* **PROBLEM DESCRIPTION**
Reproduce the records that follow in full, excluding any picture they contain.

Entries taken from a collection

• • • •

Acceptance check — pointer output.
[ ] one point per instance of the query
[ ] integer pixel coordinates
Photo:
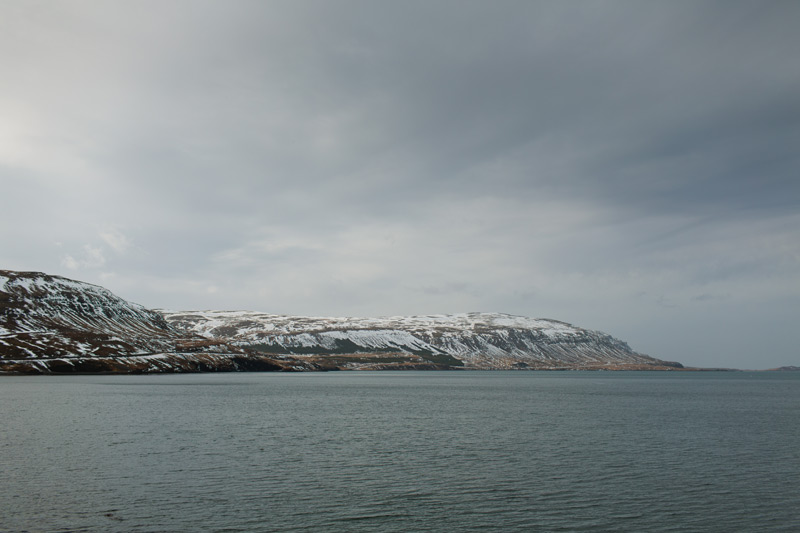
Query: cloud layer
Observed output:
(625, 166)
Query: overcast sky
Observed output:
(627, 166)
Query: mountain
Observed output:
(471, 340)
(54, 324)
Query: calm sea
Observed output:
(402, 451)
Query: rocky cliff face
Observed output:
(49, 323)
(53, 324)
(472, 340)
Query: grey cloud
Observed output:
(357, 157)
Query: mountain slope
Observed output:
(472, 340)
(50, 323)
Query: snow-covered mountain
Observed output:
(472, 340)
(53, 324)
(50, 323)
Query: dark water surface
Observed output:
(402, 451)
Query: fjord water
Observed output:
(402, 451)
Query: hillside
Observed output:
(471, 340)
(54, 324)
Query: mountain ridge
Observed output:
(54, 324)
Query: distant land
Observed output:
(51, 324)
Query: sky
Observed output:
(626, 166)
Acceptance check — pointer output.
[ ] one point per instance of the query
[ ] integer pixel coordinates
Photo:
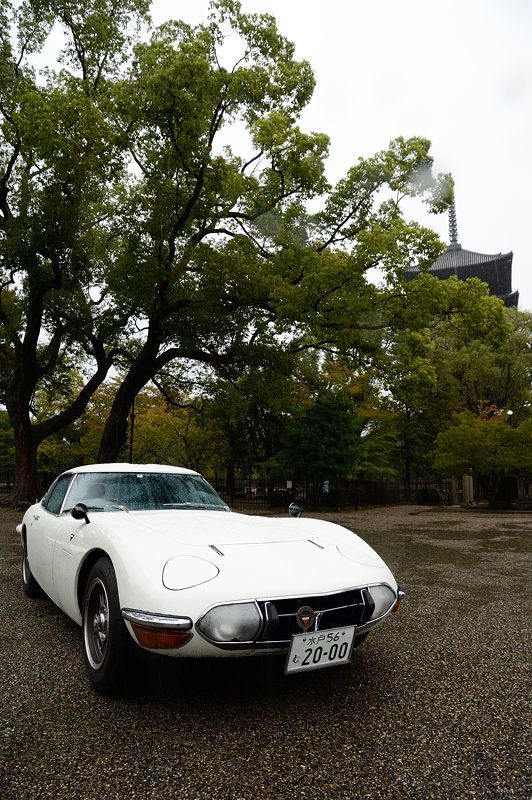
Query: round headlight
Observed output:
(383, 597)
(238, 622)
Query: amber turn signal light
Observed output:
(160, 639)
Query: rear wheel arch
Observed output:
(83, 576)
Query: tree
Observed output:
(322, 440)
(131, 235)
(489, 447)
(456, 348)
(217, 248)
(59, 159)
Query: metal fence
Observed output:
(259, 493)
(265, 494)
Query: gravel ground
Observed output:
(436, 703)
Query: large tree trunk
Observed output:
(114, 436)
(26, 486)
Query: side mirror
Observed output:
(295, 510)
(80, 511)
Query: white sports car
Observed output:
(148, 554)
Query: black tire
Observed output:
(105, 636)
(30, 587)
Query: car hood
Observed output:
(256, 554)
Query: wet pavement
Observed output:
(436, 703)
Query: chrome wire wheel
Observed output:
(96, 623)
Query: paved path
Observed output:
(436, 703)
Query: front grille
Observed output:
(353, 607)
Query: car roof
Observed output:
(136, 468)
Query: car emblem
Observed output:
(305, 616)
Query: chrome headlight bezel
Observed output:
(229, 624)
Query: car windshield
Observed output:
(108, 491)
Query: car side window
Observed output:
(54, 500)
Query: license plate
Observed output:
(320, 649)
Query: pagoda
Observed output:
(495, 270)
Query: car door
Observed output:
(41, 533)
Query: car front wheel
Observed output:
(105, 637)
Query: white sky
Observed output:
(457, 72)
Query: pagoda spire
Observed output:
(453, 228)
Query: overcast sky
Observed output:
(457, 72)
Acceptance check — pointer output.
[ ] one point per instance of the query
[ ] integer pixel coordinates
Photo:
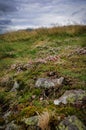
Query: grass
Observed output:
(23, 47)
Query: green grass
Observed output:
(24, 46)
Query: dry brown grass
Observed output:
(44, 120)
(24, 34)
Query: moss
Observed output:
(2, 121)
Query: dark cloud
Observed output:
(7, 6)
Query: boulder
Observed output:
(32, 121)
(71, 96)
(13, 126)
(71, 123)
(48, 83)
(15, 87)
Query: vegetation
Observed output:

• • • •

* **EXERCISE RESULT**
Acceptance check — pointer output.
[ ] one point per instance of the query
[ ] integer pixel coordinates
Photo:
Query: cloud layer
Observed output:
(625, 166)
Query: overcast sky
Observed output:
(627, 166)
Query: mountain
Observed output:
(471, 340)
(54, 324)
Query: calm sea
Observed output:
(402, 451)
Query: rocky cliff face
Observed output:
(49, 323)
(53, 324)
(472, 340)
Query: grey cloud
Observed output:
(357, 157)
Query: mountain slope
Observed output:
(472, 340)
(50, 323)
Query: snow-covered mountain
Observed output:
(472, 340)
(53, 324)
(50, 323)
Query: dark water surface
Observed output:
(402, 451)
Query: fjord water
Observed output:
(402, 451)
Query: hillside
Observed output:
(471, 340)
(54, 324)
Query: mountain ridge
Observed output:
(54, 324)
Query: distant land
Observed output:
(51, 324)
Query: sky
Observed output:
(626, 166)
Acceptance check — pointer output.
[ ] one point per instance of the query
[ ] integer pixel coordinates
Photo:
Query: round headlight
Observed output:
(383, 597)
(238, 622)
Query: amber turn signal light
Observed output:
(160, 639)
Query: rear wheel arch
Observed output:
(83, 576)
Query: tree
Observed output:
(322, 440)
(131, 235)
(489, 447)
(456, 348)
(217, 248)
(59, 159)
Query: metal fence
Observed output:
(259, 493)
(265, 494)
Query: gravel ground
Observed output:
(436, 703)
Query: large tree trunk
Observed output:
(114, 436)
(26, 486)
Query: side mirror
Observed output:
(295, 510)
(80, 511)
Query: white sports car
Observed output:
(148, 554)
Query: black tire
Observed output:
(105, 636)
(30, 587)
Query: car hood
Observed output:
(256, 554)
Query: wet pavement
Observed output:
(436, 703)
Query: chrome wire wheel
Observed output:
(96, 623)
Query: paved path
Observed output:
(436, 703)
Query: front grille
Observed output:
(353, 607)
Query: car roof
Observed output:
(136, 468)
Query: car emblem
Observed output:
(305, 616)
Query: chrome headlight bezel
Observed output:
(229, 624)
Query: car windshield
Observed output:
(108, 491)
Query: car side window
Observed output:
(54, 500)
Query: license plate
Observed output:
(320, 649)
Query: pagoda
Observed output:
(495, 270)
Query: car door
Observed output:
(41, 533)
Query: car front wheel
Observed output:
(105, 637)
Query: white sky
Observed output:
(457, 72)
Query: pagoda spire
Observed output:
(453, 228)
Query: overcast sky
Observed output:
(457, 72)
Acceptance check — pointer output.
[ ] one point per instance of the query
[ ] integer pixel coordinates
Photo:
Query: grass
Observed output:
(23, 47)
Query: green grass
Observed output:
(24, 46)
Query: dry brown grass
Observed output:
(44, 120)
(24, 34)
Query: moss
Observed output:
(2, 121)
Query: dark cloud
Observed output:
(7, 6)
Query: boulder
Observed output:
(32, 121)
(71, 96)
(13, 126)
(71, 123)
(48, 83)
(15, 87)
Query: vegetation
Observed output:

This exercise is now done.